• To do:
Every line of the data is to be transcribed as it stands.

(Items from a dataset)
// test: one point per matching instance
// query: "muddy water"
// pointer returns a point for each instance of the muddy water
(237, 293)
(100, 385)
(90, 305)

• Output:
// test: one point per matching instance
// query: "muddy water"
// pointer returns a point for each instance of the muddy water
(237, 293)
(100, 385)
(90, 305)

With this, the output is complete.